Render the records as a two-column CSV with the header record_text,record_answer, starting at the line containing "[locate] the tufting" and ending at the line containing "x=112, y=19", both included. Write one row per record, with its text and its answer each in a single quoted field and line breaks replaced by spaces.

(Data for this task)
□ □ □ □ □
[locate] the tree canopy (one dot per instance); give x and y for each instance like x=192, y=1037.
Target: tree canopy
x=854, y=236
□ □ □ □ □
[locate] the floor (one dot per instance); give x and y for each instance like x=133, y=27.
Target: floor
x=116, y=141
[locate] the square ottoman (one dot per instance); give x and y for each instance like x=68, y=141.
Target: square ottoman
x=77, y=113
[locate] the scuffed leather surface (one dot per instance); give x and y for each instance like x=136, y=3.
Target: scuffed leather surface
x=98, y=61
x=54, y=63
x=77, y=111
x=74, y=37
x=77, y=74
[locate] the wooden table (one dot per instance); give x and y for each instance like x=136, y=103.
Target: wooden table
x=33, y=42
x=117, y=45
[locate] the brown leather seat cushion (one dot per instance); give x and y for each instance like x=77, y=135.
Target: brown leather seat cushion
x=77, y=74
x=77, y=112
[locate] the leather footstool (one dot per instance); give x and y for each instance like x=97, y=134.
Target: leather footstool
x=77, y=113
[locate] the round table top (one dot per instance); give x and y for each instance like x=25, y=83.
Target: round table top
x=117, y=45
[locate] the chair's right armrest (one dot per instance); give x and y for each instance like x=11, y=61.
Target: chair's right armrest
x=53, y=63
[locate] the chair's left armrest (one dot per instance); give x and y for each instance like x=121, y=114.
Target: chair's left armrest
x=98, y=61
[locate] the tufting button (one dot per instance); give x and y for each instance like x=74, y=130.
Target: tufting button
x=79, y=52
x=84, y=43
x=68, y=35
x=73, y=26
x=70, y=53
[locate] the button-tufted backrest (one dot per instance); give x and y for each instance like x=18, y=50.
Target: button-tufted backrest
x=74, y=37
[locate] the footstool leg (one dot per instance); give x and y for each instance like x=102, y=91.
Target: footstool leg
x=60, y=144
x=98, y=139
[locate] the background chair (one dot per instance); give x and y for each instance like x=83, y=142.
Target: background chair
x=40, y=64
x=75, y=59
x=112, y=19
□ □ □ □ □
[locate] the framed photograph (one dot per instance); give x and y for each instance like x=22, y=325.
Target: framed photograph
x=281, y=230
□ □ □ □ □
(Correct output)
record_text,record_answer
"[locate] the tufting button (one dot per instance); give x and y for each instance like x=74, y=130. Target: tufting button","x=79, y=52 x=84, y=43 x=68, y=35 x=73, y=26 x=70, y=53"
"[locate] the button-tufted backrest (one dot per instance); give x and y for each instance like x=18, y=50. Target: button-tufted backrest","x=74, y=37"
"[locate] the footstool leg (one dot per instance); give x and y for each instance like x=102, y=91. Target: footstool leg","x=60, y=144 x=98, y=139"
"[locate] the background chair (one dot per instance); give x and y for each instance like x=83, y=142. Target: background chair","x=40, y=64 x=75, y=59 x=112, y=19"